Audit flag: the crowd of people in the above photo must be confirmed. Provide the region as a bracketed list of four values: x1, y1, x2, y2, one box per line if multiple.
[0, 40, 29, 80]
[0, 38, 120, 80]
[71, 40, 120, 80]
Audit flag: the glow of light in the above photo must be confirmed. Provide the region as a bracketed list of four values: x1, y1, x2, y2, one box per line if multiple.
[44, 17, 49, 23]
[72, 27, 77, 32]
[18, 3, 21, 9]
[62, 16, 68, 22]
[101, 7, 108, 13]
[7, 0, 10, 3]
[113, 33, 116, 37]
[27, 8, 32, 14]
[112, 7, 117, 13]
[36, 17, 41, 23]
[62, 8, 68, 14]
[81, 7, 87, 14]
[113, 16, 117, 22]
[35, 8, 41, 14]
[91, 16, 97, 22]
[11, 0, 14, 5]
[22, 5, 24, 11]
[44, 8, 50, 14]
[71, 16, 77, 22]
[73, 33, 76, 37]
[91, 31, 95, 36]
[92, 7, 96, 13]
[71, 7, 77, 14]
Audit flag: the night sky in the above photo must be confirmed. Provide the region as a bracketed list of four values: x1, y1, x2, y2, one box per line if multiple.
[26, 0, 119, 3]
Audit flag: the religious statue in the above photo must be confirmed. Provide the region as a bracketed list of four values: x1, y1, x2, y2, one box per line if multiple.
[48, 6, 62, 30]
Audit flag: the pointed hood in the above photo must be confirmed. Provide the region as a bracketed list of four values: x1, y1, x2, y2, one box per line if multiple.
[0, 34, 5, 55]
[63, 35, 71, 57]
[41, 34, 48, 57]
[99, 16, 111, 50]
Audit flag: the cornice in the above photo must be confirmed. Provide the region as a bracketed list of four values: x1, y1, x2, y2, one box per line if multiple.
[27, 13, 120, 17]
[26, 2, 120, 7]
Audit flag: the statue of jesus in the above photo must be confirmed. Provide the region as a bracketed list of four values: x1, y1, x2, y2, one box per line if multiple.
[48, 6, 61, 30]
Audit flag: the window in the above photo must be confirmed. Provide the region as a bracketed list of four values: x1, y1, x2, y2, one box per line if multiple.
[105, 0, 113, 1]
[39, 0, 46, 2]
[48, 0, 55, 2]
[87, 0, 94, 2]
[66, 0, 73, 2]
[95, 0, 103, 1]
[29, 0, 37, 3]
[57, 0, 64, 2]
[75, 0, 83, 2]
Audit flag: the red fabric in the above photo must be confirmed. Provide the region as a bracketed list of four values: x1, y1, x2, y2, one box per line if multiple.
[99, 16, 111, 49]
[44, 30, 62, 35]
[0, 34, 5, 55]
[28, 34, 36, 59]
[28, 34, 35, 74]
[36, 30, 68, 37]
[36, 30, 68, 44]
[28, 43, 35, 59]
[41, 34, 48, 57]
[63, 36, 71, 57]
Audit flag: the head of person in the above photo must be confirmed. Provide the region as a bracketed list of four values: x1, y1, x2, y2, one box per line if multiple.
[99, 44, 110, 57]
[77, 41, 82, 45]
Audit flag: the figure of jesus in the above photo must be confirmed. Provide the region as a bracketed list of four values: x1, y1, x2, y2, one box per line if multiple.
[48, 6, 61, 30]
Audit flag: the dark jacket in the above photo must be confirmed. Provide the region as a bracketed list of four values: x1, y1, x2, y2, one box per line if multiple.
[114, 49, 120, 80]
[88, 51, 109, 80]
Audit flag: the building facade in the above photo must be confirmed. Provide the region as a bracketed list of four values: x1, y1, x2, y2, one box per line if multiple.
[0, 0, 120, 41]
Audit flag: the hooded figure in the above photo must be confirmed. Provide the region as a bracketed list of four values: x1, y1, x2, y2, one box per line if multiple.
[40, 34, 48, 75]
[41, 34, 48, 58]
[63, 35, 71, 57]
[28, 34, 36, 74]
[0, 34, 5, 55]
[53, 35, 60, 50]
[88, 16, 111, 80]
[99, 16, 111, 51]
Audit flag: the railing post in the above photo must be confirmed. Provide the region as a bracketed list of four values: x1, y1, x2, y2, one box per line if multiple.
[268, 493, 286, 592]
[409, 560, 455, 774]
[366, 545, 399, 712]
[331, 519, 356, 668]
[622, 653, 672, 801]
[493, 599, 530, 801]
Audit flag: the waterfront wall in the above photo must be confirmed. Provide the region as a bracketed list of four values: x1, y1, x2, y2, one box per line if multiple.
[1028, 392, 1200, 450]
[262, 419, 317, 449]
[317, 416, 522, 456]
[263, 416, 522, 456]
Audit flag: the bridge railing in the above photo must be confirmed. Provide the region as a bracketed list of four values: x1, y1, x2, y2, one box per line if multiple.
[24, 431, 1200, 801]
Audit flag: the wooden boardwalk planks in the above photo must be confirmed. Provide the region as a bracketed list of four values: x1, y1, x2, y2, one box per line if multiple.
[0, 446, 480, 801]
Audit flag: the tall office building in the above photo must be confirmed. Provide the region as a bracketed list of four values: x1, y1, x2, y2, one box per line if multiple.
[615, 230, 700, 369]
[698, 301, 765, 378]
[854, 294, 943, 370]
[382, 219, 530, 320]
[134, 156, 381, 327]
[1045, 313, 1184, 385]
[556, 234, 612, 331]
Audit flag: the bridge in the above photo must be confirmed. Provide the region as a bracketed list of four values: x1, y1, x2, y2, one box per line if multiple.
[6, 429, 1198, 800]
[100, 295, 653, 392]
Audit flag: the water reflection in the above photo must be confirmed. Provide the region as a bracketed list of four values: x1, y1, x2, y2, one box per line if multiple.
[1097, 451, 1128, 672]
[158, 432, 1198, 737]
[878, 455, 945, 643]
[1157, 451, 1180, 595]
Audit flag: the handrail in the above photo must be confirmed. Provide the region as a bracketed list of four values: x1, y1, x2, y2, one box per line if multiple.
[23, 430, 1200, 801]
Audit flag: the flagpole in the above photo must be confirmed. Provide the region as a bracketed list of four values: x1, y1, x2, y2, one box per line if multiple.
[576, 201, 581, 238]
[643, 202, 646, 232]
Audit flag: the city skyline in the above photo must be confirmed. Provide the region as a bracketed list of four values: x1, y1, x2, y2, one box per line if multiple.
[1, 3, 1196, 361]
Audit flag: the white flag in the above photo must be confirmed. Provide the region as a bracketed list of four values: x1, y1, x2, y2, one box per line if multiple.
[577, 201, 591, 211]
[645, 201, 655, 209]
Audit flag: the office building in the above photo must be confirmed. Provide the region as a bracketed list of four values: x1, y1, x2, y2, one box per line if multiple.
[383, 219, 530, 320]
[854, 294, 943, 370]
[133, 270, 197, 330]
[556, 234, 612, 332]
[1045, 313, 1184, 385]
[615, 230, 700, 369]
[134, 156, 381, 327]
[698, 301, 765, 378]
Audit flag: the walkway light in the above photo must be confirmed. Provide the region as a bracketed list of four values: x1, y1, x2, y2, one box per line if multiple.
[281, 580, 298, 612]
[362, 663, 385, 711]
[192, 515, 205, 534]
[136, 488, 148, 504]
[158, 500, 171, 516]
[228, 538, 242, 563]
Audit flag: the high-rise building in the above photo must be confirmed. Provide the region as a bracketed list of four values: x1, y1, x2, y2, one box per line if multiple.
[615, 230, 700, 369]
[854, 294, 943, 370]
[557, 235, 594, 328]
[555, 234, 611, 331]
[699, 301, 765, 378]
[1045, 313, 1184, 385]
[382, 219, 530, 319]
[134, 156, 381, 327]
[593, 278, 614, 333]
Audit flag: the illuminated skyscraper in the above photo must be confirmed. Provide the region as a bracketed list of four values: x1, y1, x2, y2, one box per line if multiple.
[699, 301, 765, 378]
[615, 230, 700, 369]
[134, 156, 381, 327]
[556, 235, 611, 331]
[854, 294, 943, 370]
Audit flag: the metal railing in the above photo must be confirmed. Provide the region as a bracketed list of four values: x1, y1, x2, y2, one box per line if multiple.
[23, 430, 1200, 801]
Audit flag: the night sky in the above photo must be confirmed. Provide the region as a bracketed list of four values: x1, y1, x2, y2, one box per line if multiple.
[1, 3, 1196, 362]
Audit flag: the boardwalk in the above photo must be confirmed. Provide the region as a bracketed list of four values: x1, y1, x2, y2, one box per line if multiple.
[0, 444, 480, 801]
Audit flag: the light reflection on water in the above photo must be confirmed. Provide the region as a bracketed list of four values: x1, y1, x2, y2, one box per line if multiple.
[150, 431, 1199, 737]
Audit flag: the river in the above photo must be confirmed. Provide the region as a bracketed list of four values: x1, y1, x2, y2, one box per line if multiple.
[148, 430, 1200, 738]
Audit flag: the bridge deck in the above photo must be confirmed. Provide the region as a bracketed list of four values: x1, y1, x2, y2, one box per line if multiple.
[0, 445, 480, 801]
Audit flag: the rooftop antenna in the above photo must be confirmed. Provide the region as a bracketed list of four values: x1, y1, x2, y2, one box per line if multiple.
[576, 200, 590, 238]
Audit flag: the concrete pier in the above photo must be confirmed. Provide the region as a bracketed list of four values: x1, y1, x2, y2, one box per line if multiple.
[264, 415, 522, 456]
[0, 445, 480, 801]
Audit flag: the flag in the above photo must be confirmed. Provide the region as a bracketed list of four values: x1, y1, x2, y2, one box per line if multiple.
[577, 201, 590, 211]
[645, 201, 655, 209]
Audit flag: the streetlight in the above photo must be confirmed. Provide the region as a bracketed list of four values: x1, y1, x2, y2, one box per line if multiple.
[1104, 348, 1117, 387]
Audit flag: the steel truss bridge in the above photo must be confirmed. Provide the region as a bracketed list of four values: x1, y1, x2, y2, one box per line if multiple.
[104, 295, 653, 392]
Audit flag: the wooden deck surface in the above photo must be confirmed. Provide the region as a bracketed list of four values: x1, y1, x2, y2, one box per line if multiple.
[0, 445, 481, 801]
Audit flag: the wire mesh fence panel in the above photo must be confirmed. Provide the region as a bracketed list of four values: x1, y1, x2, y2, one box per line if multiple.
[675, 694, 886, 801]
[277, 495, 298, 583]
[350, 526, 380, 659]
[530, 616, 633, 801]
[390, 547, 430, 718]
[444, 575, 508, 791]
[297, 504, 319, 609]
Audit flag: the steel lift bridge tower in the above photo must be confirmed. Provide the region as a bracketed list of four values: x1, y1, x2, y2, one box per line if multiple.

++++++

**PROBLEM REQUIREMENTS:**
From the line containing "Audit flag: the steel truss" to the final line of the entries, print every line exactly and nothing else.

**ANSWER:**
Audit flag: the steel truss bridge in the above photo must be confirmed. Provide the region as a bracketed list of four values: x1, y1, x2, y2, one box per line if multiple.
[104, 295, 653, 392]
Audit flag: the wooden deck surface in the above photo must be confirmed. Provide the region as a bracketed list of four values: x1, y1, x2, y2, one box per line if multiple.
[0, 445, 481, 801]
Audit flag: the wire mesh fence panel in the above photo must be confirmed. Provide the region as a bracketed list of four values: x1, y1, x2, y2, one box per line if multiple.
[675, 694, 886, 801]
[277, 495, 298, 583]
[350, 526, 380, 659]
[530, 616, 633, 801]
[390, 547, 430, 718]
[444, 575, 508, 791]
[297, 504, 319, 609]
Audit flag: the steel lift bridge tower in the above photo must be confirmed. Provide the region as a bracketed list of four values: x1, y1, x2, y2, one box per line if multiple.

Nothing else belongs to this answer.